→ WHAT THE TASK REQUIRES: Rescale the rows below: copy every line in full, requests included, and multiply each point coordinate in the answers by 2.5, rounding to whole numbers with halves rounded up. Leave all numbers in the requests unchanged.

-- start of SUPPLIED DATA --

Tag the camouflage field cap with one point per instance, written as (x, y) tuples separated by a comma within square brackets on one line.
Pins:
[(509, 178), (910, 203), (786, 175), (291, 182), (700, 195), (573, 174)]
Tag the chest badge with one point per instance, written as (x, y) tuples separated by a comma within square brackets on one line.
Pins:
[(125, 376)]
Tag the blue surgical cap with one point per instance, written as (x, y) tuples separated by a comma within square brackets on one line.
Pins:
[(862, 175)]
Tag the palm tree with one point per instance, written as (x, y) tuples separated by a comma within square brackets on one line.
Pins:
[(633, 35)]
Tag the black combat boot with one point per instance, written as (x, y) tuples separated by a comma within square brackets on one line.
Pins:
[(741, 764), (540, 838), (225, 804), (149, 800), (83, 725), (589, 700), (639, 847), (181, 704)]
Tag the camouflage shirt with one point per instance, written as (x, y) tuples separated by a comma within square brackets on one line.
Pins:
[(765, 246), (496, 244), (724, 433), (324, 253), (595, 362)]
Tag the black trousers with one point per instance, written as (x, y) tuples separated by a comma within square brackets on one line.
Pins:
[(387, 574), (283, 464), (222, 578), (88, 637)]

-- end of SUPPLIED DATA --

→ FINAL RESULT:
Tag the camouflage field cap with one point per instance, written as (x, y) tuples separated by a comma within square brackets on one line.
Pins:
[(1273, 445), (2275, 508), (1965, 438), (728, 455), (1750, 488), (1433, 435)]
Tag the chest badge with one point per instance, written as (x, y) tuples separated by a comma within square brackets on one line.
Pins:
[(313, 940)]
Tag the blue surgical cap with one point per instance, written as (x, y) tuples separated by a comma within square brackets on one line.
Pins:
[(2155, 438)]
Tag the palm tree with one point per instance, written as (x, y) tuples separated by a comma within square brackets on one line.
Pins:
[(1583, 88)]
Tag the black combat boot with one point per instance, written as (x, y) tuples separated by a comma within square brackets on one line.
Pins:
[(1853, 1910), (1350, 2095), (563, 2010), (373, 2000), (208, 1813), (1473, 1750), (1598, 2118), (453, 1760)]
Tag the camouflage shirt with one point per instance, written as (x, y) tuples separated by a comma within square brackets on one line.
Pins:
[(1913, 615), (1240, 610), (1810, 1083), (810, 633), (1488, 905)]
Tag the black trousers with one point per instance, written as (x, y) tuples separated by a comma within square brackets on one line.
Pins:
[(968, 1435), (708, 1160), (555, 1445), (220, 1593)]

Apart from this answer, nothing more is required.